Secção do texto:
Disse-lhe que não era razão… Outra desculpa.

E as doenças… Ataques sucessivos. Alzheimer, que não o é, glaucoma e problemas pulmonares. Prisão de ventre. Inscrever-me para entrar num Lar Militar. Doenças! Como não bastasse, fico cheio de borbulhas que rebentam e ficam as pernas em chaga. Os dentes… Arranco 17 dentes. E depois de operado às cataratas, fico com a tensão baixa. Sou atropelado, para cúmulo por uma ambulância e dentro do Hospital das Forças Armadas. Na noite de 25 de Dezembro caio e vou de ambulância para o Hospital de Santa Maria e transferido para o Hospital Pulido Valente para os Serviços Intensivos. E no Carnaval vou de urgência novamente.

Queixar-me?

A tarefa: Que hospitais são nomeados na secção do texto sobre doenças acima?

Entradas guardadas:
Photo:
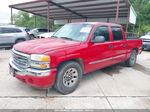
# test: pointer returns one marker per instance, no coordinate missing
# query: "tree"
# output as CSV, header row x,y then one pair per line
x,y
142,8
25,19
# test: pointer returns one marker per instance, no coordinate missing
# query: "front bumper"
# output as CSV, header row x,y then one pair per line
x,y
146,45
32,76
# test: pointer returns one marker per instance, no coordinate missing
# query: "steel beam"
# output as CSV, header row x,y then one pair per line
x,y
67,9
117,12
11,18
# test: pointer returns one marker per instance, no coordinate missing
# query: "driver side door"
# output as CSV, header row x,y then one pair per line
x,y
100,54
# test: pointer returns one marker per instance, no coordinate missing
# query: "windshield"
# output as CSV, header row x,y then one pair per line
x,y
74,32
148,33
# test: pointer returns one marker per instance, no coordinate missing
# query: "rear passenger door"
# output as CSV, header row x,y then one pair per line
x,y
119,45
100,54
6,35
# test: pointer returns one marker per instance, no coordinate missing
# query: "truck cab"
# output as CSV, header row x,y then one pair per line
x,y
74,50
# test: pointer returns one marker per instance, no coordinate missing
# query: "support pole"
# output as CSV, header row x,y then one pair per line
x,y
11,18
127,23
48,14
117,12
35,21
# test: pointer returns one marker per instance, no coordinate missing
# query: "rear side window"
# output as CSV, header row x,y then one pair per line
x,y
17,30
10,30
102,31
117,33
43,30
0,30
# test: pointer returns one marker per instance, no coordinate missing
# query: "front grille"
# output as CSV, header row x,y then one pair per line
x,y
20,59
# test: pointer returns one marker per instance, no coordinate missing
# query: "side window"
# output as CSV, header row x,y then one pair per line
x,y
117,33
7,30
43,30
17,30
102,31
10,30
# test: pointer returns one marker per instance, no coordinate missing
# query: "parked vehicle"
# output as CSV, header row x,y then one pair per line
x,y
74,50
35,32
12,35
146,41
45,35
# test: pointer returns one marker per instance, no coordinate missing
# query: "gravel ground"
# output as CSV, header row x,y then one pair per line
x,y
115,87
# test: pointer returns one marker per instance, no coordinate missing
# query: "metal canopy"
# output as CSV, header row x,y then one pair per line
x,y
76,9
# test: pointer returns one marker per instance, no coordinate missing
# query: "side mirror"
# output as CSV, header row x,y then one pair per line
x,y
98,39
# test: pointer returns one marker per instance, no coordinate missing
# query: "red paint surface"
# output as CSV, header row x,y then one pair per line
x,y
62,50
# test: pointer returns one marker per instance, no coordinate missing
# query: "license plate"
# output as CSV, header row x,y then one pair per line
x,y
11,71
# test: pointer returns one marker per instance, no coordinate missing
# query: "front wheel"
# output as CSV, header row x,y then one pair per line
x,y
68,77
132,60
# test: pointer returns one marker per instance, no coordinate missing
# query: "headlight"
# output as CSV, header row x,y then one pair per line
x,y
40,61
39,57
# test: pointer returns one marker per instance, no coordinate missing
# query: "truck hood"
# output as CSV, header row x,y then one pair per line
x,y
39,46
145,37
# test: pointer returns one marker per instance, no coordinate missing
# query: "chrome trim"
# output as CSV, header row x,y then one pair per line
x,y
28,71
98,61
20,53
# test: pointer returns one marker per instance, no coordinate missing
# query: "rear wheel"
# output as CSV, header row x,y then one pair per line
x,y
68,77
132,60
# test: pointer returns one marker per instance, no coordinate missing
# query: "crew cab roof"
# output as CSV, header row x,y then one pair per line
x,y
96,23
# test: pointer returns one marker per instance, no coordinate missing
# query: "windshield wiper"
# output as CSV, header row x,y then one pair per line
x,y
66,38
54,36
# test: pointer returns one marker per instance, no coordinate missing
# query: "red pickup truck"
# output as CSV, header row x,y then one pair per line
x,y
74,50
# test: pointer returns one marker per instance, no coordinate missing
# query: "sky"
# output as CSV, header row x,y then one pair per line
x,y
5,10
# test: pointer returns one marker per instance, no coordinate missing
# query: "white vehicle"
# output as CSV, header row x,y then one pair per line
x,y
10,35
46,35
37,31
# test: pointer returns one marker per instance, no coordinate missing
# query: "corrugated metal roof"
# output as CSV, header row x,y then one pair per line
x,y
75,9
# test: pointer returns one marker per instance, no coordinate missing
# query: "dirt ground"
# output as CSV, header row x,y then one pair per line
x,y
115,87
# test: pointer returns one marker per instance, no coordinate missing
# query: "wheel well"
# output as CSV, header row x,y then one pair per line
x,y
78,60
136,49
19,39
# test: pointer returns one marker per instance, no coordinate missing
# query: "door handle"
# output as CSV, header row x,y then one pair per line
x,y
111,46
123,45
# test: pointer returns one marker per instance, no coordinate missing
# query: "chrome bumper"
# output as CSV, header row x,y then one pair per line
x,y
28,71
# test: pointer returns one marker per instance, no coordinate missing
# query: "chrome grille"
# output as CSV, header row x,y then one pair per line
x,y
20,59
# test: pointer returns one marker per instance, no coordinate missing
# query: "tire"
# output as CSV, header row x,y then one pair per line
x,y
31,37
19,40
132,60
65,82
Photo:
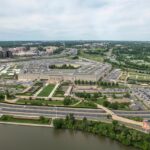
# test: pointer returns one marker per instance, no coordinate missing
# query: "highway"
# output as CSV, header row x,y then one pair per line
x,y
52,112
23,110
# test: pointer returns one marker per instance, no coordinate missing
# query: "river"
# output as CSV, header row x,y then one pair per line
x,y
38,138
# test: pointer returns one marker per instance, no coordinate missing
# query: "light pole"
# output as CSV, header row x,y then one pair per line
x,y
56,111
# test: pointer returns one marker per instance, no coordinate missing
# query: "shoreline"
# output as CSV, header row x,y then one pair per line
x,y
25,124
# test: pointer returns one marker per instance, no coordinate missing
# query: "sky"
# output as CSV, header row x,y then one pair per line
x,y
75,20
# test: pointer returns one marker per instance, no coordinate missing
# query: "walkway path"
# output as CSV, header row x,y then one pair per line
x,y
53,91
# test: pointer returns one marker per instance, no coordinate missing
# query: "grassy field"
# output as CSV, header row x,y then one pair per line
x,y
91,56
86,105
47,90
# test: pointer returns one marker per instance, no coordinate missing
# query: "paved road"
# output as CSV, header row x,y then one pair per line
x,y
51,111
63,111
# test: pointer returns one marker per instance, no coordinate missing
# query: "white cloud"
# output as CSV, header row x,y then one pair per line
x,y
74,19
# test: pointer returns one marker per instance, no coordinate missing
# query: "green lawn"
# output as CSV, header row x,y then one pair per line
x,y
47,90
86,105
92,56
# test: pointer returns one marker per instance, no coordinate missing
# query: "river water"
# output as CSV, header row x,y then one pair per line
x,y
37,138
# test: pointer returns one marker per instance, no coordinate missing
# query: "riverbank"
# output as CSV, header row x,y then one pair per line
x,y
114,131
15,137
38,122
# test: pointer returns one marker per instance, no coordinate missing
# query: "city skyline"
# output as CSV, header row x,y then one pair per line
x,y
75,20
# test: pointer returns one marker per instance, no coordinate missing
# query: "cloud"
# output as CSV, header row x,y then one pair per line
x,y
74,19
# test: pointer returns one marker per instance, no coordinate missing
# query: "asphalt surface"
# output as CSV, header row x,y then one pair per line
x,y
26,110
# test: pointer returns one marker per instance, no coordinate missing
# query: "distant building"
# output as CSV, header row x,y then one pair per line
x,y
4,53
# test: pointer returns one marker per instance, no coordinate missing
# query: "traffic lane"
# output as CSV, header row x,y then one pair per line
x,y
46,112
51,108
52,114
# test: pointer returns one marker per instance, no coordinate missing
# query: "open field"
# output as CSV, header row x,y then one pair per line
x,y
47,90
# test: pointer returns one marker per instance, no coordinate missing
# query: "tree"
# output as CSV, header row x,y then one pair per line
x,y
67,101
58,123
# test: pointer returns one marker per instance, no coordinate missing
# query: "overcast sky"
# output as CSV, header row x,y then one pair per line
x,y
74,19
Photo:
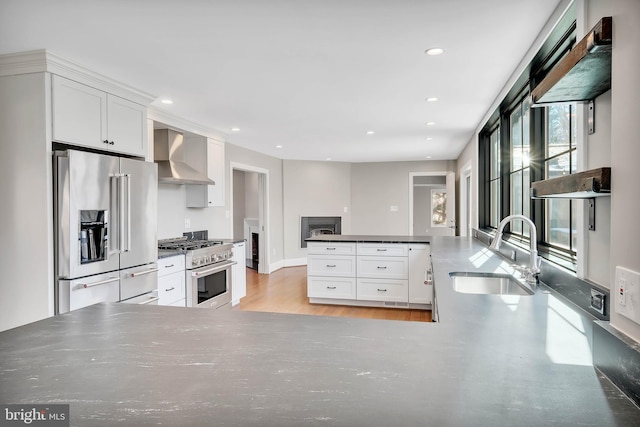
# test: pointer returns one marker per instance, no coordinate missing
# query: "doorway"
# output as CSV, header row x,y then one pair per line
x,y
465,200
432,197
250,218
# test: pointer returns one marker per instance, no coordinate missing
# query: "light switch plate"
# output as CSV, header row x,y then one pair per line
x,y
626,293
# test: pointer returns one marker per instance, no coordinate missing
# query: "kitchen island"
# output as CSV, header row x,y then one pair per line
x,y
490,361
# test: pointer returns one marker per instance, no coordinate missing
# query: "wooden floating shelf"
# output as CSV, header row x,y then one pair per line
x,y
584,73
581,185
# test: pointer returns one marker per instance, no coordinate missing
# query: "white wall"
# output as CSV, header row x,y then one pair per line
x,y
313,188
377,188
26,212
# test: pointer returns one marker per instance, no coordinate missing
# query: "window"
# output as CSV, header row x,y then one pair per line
x,y
519,171
560,159
520,145
438,208
494,177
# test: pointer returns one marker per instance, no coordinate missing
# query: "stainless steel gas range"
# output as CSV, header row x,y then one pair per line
x,y
208,270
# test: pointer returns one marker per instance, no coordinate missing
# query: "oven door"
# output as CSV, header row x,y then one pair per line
x,y
209,286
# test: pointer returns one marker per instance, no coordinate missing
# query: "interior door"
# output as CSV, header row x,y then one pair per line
x,y
451,204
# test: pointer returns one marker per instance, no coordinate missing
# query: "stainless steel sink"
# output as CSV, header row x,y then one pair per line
x,y
487,283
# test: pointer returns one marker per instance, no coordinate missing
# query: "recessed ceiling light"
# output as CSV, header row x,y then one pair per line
x,y
434,51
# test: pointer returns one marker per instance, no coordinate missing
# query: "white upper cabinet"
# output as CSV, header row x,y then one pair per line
x,y
206,196
89,117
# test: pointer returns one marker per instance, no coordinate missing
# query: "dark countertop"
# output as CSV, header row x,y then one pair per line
x,y
369,239
491,361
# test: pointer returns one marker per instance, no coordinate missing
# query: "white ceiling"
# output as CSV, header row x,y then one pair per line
x,y
311,75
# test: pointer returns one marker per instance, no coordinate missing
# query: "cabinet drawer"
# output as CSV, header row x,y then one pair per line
x,y
383,249
383,290
170,265
331,248
338,287
171,288
383,267
319,265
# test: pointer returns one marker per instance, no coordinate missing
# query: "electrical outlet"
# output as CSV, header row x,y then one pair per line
x,y
597,301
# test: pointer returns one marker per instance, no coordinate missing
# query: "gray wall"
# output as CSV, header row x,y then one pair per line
x,y
313,188
625,150
376,187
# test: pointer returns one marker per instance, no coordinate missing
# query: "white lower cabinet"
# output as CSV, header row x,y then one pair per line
x,y
369,274
238,273
171,281
420,274
331,287
383,290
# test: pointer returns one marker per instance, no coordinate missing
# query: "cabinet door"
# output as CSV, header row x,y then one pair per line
x,y
420,287
79,114
238,274
126,126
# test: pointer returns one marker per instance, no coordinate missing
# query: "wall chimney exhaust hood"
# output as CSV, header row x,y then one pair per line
x,y
168,148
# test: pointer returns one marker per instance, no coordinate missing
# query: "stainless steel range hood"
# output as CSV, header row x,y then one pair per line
x,y
170,157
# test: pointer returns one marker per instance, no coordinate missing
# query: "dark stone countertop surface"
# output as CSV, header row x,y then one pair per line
x,y
490,361
368,239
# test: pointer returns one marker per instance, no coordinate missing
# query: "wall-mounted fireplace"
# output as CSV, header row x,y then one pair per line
x,y
315,225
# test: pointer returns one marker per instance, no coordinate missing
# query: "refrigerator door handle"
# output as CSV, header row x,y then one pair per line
x,y
127,178
116,218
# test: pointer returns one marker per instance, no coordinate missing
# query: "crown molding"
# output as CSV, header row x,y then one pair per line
x,y
42,60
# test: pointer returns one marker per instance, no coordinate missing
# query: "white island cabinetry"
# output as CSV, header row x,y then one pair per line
x,y
331,270
376,274
172,281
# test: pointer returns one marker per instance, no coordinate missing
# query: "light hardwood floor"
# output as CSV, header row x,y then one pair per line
x,y
285,291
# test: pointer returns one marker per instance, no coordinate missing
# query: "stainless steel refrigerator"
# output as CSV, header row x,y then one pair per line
x,y
105,218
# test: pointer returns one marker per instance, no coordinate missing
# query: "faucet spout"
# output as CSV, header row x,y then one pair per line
x,y
534,262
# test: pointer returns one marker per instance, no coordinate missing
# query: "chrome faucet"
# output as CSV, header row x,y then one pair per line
x,y
533,270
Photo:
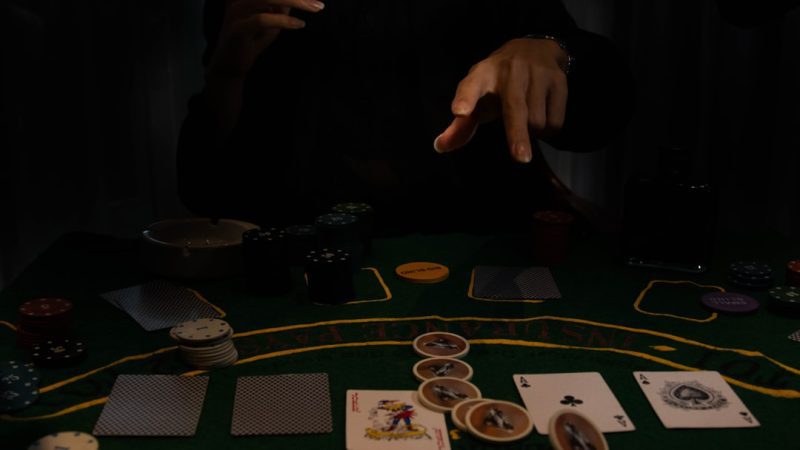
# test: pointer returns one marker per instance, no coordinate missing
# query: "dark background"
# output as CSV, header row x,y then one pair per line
x,y
94,92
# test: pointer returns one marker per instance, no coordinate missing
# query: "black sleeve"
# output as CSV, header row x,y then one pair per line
x,y
200,159
601,86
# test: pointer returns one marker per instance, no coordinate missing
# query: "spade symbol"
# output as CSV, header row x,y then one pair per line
x,y
571,401
691,394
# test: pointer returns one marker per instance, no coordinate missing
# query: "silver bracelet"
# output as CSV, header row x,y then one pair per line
x,y
560,43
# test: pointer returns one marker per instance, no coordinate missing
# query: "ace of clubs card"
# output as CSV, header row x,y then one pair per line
x,y
587,392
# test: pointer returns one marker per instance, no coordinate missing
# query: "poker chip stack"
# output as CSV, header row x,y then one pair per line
x,y
445,387
19,386
300,239
266,261
785,300
366,219
329,275
66,440
43,319
342,231
751,275
205,343
793,273
551,236
58,352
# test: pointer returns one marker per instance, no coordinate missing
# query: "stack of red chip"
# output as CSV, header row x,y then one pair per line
x,y
43,319
551,236
793,273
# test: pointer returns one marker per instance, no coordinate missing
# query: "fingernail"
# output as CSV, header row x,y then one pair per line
x,y
436,144
522,152
461,108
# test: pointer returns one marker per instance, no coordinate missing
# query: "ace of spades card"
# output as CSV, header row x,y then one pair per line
x,y
700,399
586,392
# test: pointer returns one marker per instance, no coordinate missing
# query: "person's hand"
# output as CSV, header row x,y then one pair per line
x,y
249,27
524,82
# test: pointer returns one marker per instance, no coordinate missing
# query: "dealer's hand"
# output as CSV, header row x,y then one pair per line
x,y
524,82
249,27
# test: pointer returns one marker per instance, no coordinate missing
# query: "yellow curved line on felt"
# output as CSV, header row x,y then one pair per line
x,y
205,300
295,351
63,412
471,294
637,303
783,393
140,356
663,348
750,353
386,291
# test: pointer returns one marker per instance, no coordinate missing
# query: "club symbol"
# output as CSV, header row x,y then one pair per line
x,y
571,401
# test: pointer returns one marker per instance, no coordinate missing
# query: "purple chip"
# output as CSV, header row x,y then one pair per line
x,y
729,302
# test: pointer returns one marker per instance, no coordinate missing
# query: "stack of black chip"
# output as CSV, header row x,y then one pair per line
x,y
329,273
366,218
58,352
266,261
300,239
342,231
751,275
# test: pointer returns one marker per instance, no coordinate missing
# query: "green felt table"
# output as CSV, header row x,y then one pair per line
x,y
593,327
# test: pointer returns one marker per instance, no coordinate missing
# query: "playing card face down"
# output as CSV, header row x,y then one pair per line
x,y
152,405
514,283
158,305
586,392
699,399
384,420
297,403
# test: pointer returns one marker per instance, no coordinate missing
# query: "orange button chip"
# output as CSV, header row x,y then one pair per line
x,y
422,272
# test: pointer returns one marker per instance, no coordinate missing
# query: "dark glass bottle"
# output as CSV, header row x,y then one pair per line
x,y
669,219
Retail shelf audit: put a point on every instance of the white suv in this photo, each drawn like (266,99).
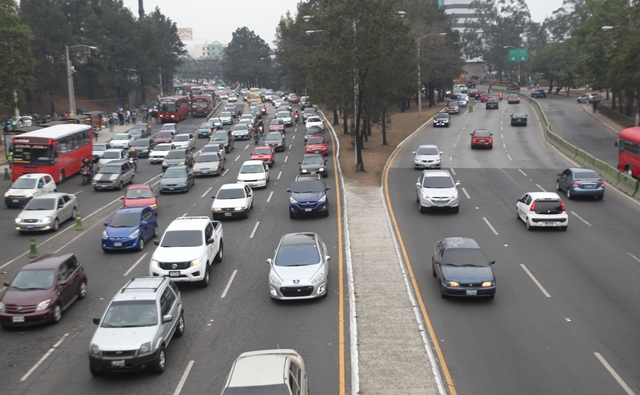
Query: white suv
(542,209)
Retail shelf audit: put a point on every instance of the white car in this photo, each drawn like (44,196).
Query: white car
(185,141)
(542,209)
(27,187)
(113,154)
(254,173)
(122,140)
(232,200)
(314,120)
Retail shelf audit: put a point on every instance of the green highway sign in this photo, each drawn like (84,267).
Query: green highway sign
(518,54)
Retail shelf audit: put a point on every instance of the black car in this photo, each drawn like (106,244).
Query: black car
(462,268)
(519,118)
(492,104)
(313,164)
(442,119)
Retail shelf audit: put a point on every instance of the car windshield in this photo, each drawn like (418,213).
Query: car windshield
(438,182)
(207,158)
(175,173)
(34,279)
(182,238)
(41,204)
(131,314)
(124,219)
(307,186)
(297,255)
(110,169)
(176,154)
(139,194)
(428,151)
(252,169)
(25,183)
(464,257)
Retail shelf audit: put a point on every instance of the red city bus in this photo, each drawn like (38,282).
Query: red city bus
(173,108)
(201,106)
(57,150)
(629,151)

Resultado da tarefa: Hospital das Forças Armadas, Hospital de Santa Maria, Hospital Pulido Valente